--- What needs to be done ---
Extract the lines up to and including the one that contains "Query: tree bark", starting with the first line of the entries below, and omit the pictures.

[Collected data]
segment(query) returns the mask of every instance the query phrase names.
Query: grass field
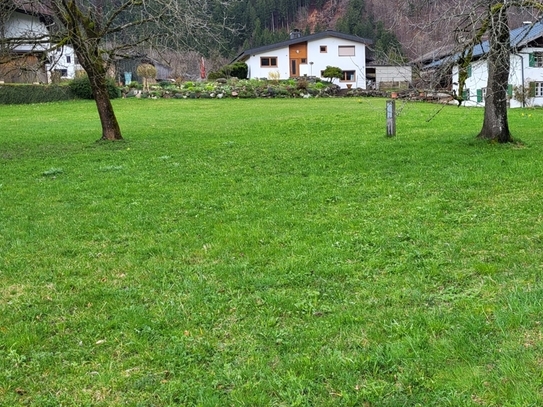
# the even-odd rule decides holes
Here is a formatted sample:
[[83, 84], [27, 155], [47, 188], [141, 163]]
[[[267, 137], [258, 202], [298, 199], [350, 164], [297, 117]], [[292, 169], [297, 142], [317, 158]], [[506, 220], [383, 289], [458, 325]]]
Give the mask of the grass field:
[[543, 405], [543, 110], [384, 105], [2, 106], [0, 405]]

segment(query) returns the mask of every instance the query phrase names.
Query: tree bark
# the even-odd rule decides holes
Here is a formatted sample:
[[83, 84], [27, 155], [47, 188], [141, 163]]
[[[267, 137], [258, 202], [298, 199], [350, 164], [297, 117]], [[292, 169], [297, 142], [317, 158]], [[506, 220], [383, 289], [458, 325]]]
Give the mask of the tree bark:
[[507, 84], [509, 81], [510, 38], [507, 8], [496, 0], [490, 5], [488, 83], [483, 127], [478, 137], [510, 143], [513, 141], [507, 118]]
[[[104, 61], [100, 57], [98, 50], [94, 52], [81, 53], [77, 43], [74, 43], [74, 49], [79, 55], [81, 65], [87, 72], [89, 77], [92, 95], [96, 102], [98, 116], [102, 125], [101, 140], [122, 140], [121, 128], [115, 116], [113, 105], [109, 97], [109, 89], [107, 85], [107, 74], [104, 68]], [[93, 55], [94, 57], [89, 57]]]
[[[91, 79], [90, 76], [89, 79]], [[98, 115], [100, 116], [100, 123], [102, 124], [102, 140], [122, 140], [121, 128], [109, 98], [106, 78], [91, 79], [91, 88]]]

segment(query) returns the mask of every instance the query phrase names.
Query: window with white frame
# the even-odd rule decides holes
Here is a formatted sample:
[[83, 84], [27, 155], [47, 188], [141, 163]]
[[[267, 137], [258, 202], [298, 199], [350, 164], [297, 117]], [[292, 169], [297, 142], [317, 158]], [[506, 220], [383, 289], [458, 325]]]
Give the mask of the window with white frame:
[[530, 54], [530, 66], [541, 68], [543, 67], [543, 52], [534, 52]]
[[539, 98], [543, 96], [543, 82], [534, 82], [534, 97]]
[[354, 71], [343, 71], [342, 81], [354, 82], [355, 81], [355, 72]]
[[68, 76], [68, 70], [67, 69], [55, 69], [55, 72], [60, 74], [62, 78], [66, 78]]

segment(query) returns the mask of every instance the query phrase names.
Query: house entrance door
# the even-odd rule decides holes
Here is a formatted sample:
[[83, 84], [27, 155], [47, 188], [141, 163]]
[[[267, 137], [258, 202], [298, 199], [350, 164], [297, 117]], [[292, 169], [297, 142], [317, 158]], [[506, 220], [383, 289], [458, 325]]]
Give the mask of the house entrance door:
[[296, 77], [298, 76], [298, 60], [291, 59], [290, 60], [290, 77]]
[[300, 64], [307, 64], [307, 42], [299, 42], [289, 46], [290, 77], [296, 78], [300, 74]]

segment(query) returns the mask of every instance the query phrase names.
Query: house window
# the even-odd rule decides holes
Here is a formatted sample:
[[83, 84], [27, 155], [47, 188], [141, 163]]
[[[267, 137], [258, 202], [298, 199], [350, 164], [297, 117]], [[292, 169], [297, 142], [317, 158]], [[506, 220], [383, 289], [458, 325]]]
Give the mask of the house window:
[[530, 67], [532, 68], [541, 68], [543, 67], [543, 52], [534, 52], [529, 55], [530, 57]]
[[55, 69], [55, 72], [60, 73], [60, 76], [65, 78], [68, 76], [68, 70], [67, 69]]
[[486, 98], [486, 88], [477, 89], [477, 103], [484, 102]]
[[66, 55], [66, 63], [69, 64], [72, 62], [72, 57], [70, 55]]
[[300, 61], [301, 64], [307, 64], [307, 58], [302, 58], [302, 60]]
[[469, 89], [464, 89], [464, 91], [462, 92], [462, 99], [464, 100], [469, 100], [470, 99], [470, 92], [469, 92]]
[[530, 96], [536, 97], [536, 98], [543, 96], [543, 82], [530, 83]]
[[328, 52], [328, 47], [326, 45], [321, 45], [320, 50], [321, 50], [321, 53], [325, 54]]
[[355, 81], [355, 72], [354, 71], [343, 71], [342, 81], [354, 82]]
[[277, 68], [277, 57], [260, 57], [260, 66], [263, 68]]
[[340, 57], [354, 57], [354, 45], [340, 45], [338, 46], [338, 55]]
[[468, 66], [461, 66], [459, 67], [458, 69], [458, 75], [459, 76], [462, 76], [464, 75], [467, 78], [471, 78], [471, 75], [472, 75], [472, 67], [471, 67], [471, 64], [468, 65]]

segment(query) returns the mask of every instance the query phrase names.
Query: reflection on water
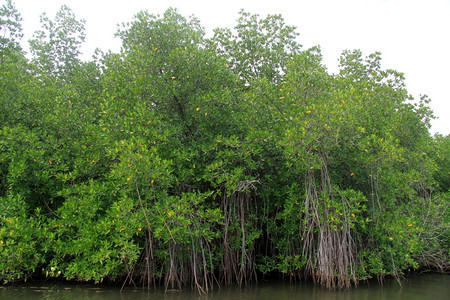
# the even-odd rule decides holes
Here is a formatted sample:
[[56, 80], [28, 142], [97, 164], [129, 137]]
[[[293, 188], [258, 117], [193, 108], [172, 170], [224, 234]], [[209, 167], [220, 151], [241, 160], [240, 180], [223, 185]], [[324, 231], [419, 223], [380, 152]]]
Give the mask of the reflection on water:
[[27, 283], [0, 286], [0, 299], [46, 299], [46, 300], [416, 300], [449, 299], [450, 275], [421, 274], [408, 276], [400, 286], [395, 280], [364, 283], [346, 291], [328, 291], [310, 283], [291, 285], [287, 282], [265, 282], [248, 288], [216, 289], [207, 296], [195, 292], [168, 292], [141, 288], [105, 287], [74, 283]]

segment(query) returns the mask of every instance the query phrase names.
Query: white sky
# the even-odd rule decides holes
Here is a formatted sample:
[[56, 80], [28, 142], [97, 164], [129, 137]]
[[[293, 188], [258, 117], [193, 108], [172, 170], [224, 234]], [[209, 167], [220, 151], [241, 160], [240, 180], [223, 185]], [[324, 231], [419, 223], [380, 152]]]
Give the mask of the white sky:
[[[95, 48], [118, 51], [116, 24], [131, 21], [141, 11], [162, 14], [169, 7], [184, 16], [195, 15], [207, 34], [216, 27], [232, 28], [244, 8], [261, 17], [281, 14], [297, 27], [299, 43], [320, 45], [332, 73], [344, 49], [364, 55], [382, 53], [382, 67], [405, 73], [408, 91], [427, 94], [438, 120], [432, 133], [450, 134], [450, 0], [13, 0], [24, 19], [25, 40], [40, 28], [39, 15], [50, 18], [62, 4], [86, 20], [89, 59]], [[3, 1], [2, 1], [3, 2]], [[4, 3], [4, 2], [3, 2]]]

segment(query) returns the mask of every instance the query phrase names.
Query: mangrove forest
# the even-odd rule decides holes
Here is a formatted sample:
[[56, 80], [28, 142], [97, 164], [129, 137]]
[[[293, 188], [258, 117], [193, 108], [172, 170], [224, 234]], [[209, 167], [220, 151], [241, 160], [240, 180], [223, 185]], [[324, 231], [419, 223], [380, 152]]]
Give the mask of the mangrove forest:
[[381, 54], [331, 74], [280, 15], [169, 8], [82, 60], [62, 6], [0, 10], [0, 281], [166, 289], [450, 269], [450, 139]]

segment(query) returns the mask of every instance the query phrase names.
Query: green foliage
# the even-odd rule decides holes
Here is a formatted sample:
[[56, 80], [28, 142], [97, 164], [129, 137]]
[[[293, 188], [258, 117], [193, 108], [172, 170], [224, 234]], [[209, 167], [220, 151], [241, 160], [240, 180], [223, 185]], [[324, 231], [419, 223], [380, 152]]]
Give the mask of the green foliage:
[[434, 179], [437, 183], [437, 190], [448, 192], [450, 188], [450, 135], [437, 134], [430, 147], [430, 153], [423, 154], [432, 157], [436, 163]]
[[14, 2], [7, 0], [0, 8], [0, 51], [3, 64], [4, 56], [8, 52], [21, 51], [20, 39], [22, 33], [22, 17], [16, 9]]
[[43, 240], [39, 234], [45, 228], [43, 220], [40, 216], [29, 216], [27, 203], [11, 191], [6, 196], [0, 196], [0, 203], [2, 280], [26, 279], [45, 262], [45, 254], [40, 249]]
[[295, 27], [287, 26], [280, 15], [259, 19], [243, 10], [239, 14], [235, 31], [216, 29], [211, 44], [244, 84], [261, 77], [280, 83], [292, 55], [300, 50]]
[[[281, 16], [211, 39], [138, 13], [120, 53], [81, 62], [63, 6], [19, 45], [1, 10], [0, 269], [166, 288], [263, 274], [343, 288], [449, 268], [448, 136], [381, 55], [328, 74]], [[30, 72], [31, 70], [31, 72]]]
[[79, 64], [79, 46], [85, 39], [84, 20], [77, 20], [72, 10], [63, 5], [50, 20], [44, 13], [42, 29], [29, 41], [33, 64], [38, 74], [67, 80]]

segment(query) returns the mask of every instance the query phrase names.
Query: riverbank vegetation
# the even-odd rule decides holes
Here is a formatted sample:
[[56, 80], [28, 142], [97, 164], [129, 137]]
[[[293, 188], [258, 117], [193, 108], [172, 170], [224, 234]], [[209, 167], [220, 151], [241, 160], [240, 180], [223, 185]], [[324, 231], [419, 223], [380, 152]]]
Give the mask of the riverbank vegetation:
[[279, 15], [241, 11], [206, 38], [168, 9], [82, 61], [68, 7], [41, 24], [26, 55], [2, 6], [3, 282], [207, 292], [449, 269], [449, 136], [379, 53], [344, 51], [330, 74]]

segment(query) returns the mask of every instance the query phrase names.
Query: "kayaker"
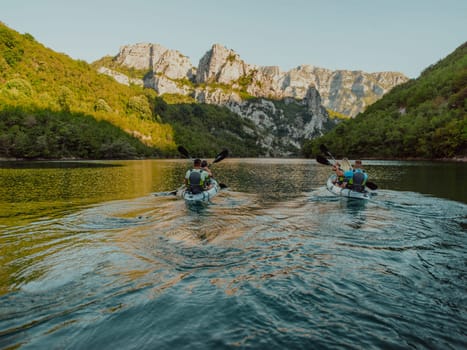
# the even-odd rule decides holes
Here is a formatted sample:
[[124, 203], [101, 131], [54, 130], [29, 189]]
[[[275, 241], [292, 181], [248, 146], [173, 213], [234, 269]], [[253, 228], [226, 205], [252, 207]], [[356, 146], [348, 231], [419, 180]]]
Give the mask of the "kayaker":
[[208, 167], [208, 162], [206, 160], [201, 161], [201, 169], [208, 173], [209, 177], [212, 177], [212, 171]]
[[188, 170], [185, 174], [185, 185], [191, 193], [198, 194], [206, 189], [206, 182], [209, 174], [201, 169], [201, 159], [196, 158], [193, 161], [193, 169]]
[[208, 162], [207, 162], [207, 160], [204, 160], [204, 159], [203, 159], [203, 160], [201, 161], [201, 170], [203, 170], [203, 171], [205, 171], [205, 172], [208, 173], [209, 177], [206, 179], [206, 186], [207, 186], [208, 188], [210, 188], [210, 187], [211, 187], [211, 178], [212, 178], [213, 176], [212, 176], [212, 171], [211, 171], [211, 169], [209, 169], [209, 167], [208, 167]]
[[341, 169], [340, 163], [336, 162], [336, 164], [332, 166], [332, 170], [334, 170], [334, 172], [336, 173], [336, 180], [334, 184], [336, 184], [337, 186], [342, 186], [342, 183], [344, 182], [344, 172]]
[[349, 178], [347, 187], [353, 191], [363, 192], [365, 190], [365, 184], [368, 180], [368, 174], [363, 170], [362, 161], [357, 159], [351, 170], [352, 176]]

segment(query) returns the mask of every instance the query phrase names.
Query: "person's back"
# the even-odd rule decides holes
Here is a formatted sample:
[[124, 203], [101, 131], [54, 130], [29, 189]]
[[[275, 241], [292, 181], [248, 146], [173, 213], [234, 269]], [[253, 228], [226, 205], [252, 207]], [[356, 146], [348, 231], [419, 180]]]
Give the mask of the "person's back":
[[201, 160], [195, 159], [193, 162], [194, 168], [188, 170], [185, 174], [185, 184], [193, 194], [198, 194], [204, 191], [208, 173], [201, 169]]
[[363, 170], [362, 161], [356, 160], [353, 170], [352, 180], [349, 182], [352, 190], [357, 192], [363, 192], [365, 190], [365, 184], [368, 180], [368, 174]]

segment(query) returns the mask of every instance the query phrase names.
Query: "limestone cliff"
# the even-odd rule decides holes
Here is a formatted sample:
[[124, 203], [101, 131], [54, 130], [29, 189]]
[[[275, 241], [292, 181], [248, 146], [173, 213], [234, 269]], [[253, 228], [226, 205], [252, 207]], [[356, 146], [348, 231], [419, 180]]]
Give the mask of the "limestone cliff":
[[[303, 99], [314, 86], [326, 108], [354, 117], [380, 99], [394, 86], [408, 80], [401, 73], [337, 70], [301, 65], [287, 72], [279, 67], [261, 67], [244, 62], [233, 50], [220, 44], [212, 48], [194, 67], [187, 56], [158, 44], [135, 44], [120, 48], [114, 60], [125, 67], [147, 70], [144, 85], [160, 94], [192, 95], [192, 83], [224, 84], [255, 97]], [[120, 79], [122, 80], [122, 79]], [[230, 93], [229, 93], [230, 94]], [[197, 93], [204, 102], [209, 93]]]
[[271, 156], [297, 154], [305, 139], [330, 130], [336, 121], [326, 108], [355, 116], [394, 86], [401, 73], [338, 70], [302, 65], [287, 72], [244, 62], [233, 50], [215, 44], [194, 67], [187, 56], [158, 44], [123, 46], [113, 67], [146, 74], [138, 82], [100, 68], [121, 83], [140, 83], [159, 94], [182, 94], [200, 103], [226, 106], [251, 119], [263, 132]]

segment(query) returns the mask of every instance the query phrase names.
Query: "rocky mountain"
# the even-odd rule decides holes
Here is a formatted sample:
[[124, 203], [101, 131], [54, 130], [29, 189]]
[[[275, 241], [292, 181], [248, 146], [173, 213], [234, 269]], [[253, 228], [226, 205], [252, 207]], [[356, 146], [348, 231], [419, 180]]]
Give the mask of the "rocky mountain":
[[[338, 120], [327, 109], [355, 116], [394, 86], [400, 73], [331, 71], [310, 65], [288, 72], [248, 64], [233, 50], [215, 44], [194, 67], [187, 56], [158, 44], [120, 48], [113, 58], [94, 63], [99, 72], [124, 84], [154, 89], [159, 95], [190, 96], [198, 103], [225, 106], [253, 121], [260, 146], [269, 156], [293, 156], [303, 142], [331, 130]], [[139, 72], [139, 78], [125, 78]]]
[[[304, 144], [336, 157], [467, 159], [467, 42], [354, 119]], [[446, 180], [445, 181], [456, 181]]]
[[127, 45], [113, 58], [113, 67], [145, 71], [144, 86], [159, 94], [190, 95], [213, 104], [242, 102], [245, 96], [303, 99], [312, 86], [323, 106], [351, 117], [408, 80], [397, 72], [332, 71], [311, 65], [283, 72], [276, 66], [248, 64], [220, 44], [213, 45], [197, 67], [187, 56], [158, 44]]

--- Exercise output ---
segment(query) returns the mask of every instance the query phrase names.
Query: grass field
# the even-odd rule decides holes
Here is a formatted sample:
[[83, 84], [27, 155], [47, 188], [141, 163]]
[[[267, 137], [258, 202], [298, 199], [350, 164], [297, 117]], [[292, 169], [297, 142], [317, 158]], [[506, 220], [383, 289], [458, 325]]]
Give the mask of the grass field:
[[543, 405], [543, 110], [384, 105], [2, 106], [0, 405]]

segment(query) returns the mask of every instance the query phrase names.
Query: tree bark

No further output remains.